┌──

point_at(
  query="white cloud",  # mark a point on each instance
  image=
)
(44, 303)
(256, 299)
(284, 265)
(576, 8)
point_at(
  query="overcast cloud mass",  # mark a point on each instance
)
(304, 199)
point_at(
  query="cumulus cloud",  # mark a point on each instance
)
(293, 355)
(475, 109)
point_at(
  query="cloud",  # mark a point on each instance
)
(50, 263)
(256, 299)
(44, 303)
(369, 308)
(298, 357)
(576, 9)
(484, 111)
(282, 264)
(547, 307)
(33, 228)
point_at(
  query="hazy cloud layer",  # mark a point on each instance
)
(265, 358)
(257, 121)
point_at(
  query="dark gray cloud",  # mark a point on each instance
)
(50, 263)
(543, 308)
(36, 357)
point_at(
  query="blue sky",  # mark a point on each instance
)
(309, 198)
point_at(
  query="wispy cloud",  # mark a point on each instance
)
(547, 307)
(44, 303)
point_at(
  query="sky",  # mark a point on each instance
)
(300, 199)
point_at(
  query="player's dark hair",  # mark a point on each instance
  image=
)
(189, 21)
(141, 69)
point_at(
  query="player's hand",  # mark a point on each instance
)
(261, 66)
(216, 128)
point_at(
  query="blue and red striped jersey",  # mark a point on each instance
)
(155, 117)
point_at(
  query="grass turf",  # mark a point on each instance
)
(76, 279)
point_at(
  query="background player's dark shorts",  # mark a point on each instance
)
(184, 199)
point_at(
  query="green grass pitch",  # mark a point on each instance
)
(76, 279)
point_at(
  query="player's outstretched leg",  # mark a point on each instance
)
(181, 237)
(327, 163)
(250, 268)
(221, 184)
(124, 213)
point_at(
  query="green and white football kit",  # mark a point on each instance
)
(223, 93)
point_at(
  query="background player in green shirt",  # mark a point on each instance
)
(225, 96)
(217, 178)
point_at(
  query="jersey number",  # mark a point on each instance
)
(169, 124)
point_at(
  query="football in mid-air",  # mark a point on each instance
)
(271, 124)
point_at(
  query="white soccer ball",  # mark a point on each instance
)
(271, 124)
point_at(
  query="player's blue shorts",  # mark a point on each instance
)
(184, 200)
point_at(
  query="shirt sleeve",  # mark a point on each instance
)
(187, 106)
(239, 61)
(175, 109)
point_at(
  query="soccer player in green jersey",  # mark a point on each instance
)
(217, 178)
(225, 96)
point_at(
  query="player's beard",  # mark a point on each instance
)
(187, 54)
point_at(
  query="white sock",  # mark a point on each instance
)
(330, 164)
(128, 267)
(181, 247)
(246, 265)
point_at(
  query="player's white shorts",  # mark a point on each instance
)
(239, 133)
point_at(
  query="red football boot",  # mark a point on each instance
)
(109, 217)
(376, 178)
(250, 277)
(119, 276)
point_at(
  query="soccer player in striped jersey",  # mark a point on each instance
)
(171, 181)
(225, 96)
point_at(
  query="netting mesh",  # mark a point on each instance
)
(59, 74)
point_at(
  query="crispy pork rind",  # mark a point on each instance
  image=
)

└──
┌──

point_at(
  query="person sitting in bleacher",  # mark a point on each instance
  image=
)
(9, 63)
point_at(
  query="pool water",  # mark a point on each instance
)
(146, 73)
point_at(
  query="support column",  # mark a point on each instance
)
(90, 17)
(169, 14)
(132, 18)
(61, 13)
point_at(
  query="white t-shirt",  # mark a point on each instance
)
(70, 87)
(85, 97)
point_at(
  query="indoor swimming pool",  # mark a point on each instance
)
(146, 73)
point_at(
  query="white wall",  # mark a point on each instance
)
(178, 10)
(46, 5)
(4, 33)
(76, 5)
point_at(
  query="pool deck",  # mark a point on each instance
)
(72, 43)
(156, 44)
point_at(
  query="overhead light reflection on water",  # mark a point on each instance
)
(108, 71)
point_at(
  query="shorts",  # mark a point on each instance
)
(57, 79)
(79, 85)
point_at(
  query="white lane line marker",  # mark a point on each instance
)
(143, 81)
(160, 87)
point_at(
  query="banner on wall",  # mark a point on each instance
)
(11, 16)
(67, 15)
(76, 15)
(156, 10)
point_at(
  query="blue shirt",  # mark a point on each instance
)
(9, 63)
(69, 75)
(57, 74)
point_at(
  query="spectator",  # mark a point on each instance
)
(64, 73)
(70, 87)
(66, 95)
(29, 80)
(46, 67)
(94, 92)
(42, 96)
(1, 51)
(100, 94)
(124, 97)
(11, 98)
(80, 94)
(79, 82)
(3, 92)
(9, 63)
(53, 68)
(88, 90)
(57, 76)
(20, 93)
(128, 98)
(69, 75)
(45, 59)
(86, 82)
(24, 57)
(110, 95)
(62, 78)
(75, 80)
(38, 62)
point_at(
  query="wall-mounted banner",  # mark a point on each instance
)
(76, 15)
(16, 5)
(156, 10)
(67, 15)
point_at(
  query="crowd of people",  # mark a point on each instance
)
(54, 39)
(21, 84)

└──

Gather every line in the records above that contains the string "background" and copy each one out in full. Case matters when matching.

  query="background player's dark shorts",  # mark a point on each instance
  query="background player in green shirt",  # mark a point on each instance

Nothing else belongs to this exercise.